> [ACTIVITY]:
The data below must be repeated exactly. Leave nothing out.

> [RECORDS]:
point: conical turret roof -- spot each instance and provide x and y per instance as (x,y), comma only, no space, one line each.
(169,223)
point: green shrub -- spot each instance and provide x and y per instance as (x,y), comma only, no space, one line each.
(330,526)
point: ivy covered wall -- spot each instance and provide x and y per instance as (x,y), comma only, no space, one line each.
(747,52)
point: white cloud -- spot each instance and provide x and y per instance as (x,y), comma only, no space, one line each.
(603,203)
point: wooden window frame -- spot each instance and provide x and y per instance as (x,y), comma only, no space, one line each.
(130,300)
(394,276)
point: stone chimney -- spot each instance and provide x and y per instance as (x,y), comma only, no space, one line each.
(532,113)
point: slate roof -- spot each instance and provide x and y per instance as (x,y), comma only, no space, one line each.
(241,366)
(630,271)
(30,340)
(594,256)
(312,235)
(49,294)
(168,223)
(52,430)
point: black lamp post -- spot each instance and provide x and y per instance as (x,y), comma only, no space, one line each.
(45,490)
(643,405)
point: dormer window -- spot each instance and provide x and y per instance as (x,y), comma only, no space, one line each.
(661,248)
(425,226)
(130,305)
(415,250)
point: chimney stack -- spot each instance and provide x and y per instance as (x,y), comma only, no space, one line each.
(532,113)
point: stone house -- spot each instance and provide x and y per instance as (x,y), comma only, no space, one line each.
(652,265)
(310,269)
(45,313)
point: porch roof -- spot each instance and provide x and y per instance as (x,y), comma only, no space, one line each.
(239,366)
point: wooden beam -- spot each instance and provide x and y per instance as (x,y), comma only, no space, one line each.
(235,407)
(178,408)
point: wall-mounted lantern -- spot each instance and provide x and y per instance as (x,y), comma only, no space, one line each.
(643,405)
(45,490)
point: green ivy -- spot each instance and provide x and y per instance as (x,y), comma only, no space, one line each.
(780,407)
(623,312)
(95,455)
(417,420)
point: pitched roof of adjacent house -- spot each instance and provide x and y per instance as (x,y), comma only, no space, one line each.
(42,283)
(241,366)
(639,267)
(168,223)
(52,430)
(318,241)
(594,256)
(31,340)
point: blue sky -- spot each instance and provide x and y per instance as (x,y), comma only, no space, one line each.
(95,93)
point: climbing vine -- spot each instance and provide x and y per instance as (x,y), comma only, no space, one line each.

> [ANSWER BOX]:
point: conical turret roof -- spot each instance and provide x and y per instance as (x,y), comma only, no space, one line each.
(169,223)
point: green shrub -- spot each instance and provide x and y per instance as (x,y), comma only, no space, one line each.
(330,526)
point: ivy covered wall -- spot each instance and provide x and y per instance as (x,y), comma only, no space, one line each.
(747,52)
point: white cloud -- spot each instance and provide x and y per instance as (x,y), comma only, no space, one line each.
(603,203)
point: wooden window frame -- spot each instance and provide x and y per instance as (x,y), comma only, no space, one line each.
(130,300)
(394,276)
point: stone chimney -- spot each instance and provide x and y per instance as (x,y), comma only, no space, one line each.
(532,113)
point: slate roof -- spot each instance and provide x and y per instance as (x,y), comma only, no space, one line each.
(241,366)
(630,271)
(30,340)
(594,256)
(312,235)
(49,294)
(168,223)
(52,430)
point: black lamp post -- spot each instance and provide x and y per instance as (x,y), comma only, no space, one line each.
(45,490)
(643,405)
point: dormer window -- spot each instance and provide x and y per instance as (x,y), comma only, no space, one line each.
(661,248)
(425,226)
(130,305)
(415,250)
point: chimney stack -- spot each instance and provide x and y per instance as (x,y), comma only, no space, one line each.
(532,113)
point: stone house -- spot each instance and provide x and y per instance as (x,y), comma only, no space, one line each.
(652,265)
(310,269)
(45,313)
point: porch roof -- spot each instance and provide x and y per instance as (x,y), comma only, no space, one line each.
(239,366)
point: wooden beam -- spot each instance and provide x and y per instance as (x,y), comma only, no space, one line each.
(235,407)
(178,408)
point: wall-mounted lantern -- spot each instance and provide x and y per instance as (x,y), comma only, no space, one line each.
(643,405)
(45,490)
point: green ivy -- spot each instance and provide x and y per instance as (x,y), comma only, no space, one line each.
(780,407)
(623,312)
(95,455)
(417,420)
point: pitched roof of adjacent house -- spot each instance and provide x and y per instance as (x,y), comma only, no space, one line each.
(42,283)
(241,366)
(639,267)
(168,223)
(52,430)
(318,241)
(594,256)
(31,340)
point: blue sky -- spot each instance and provide x and y per instance as (x,y), comma only, no space, one line each.
(95,93)
point: climbing vine -- spot each instance and provide x and y per instance as (x,y), comma only, no space, one line each.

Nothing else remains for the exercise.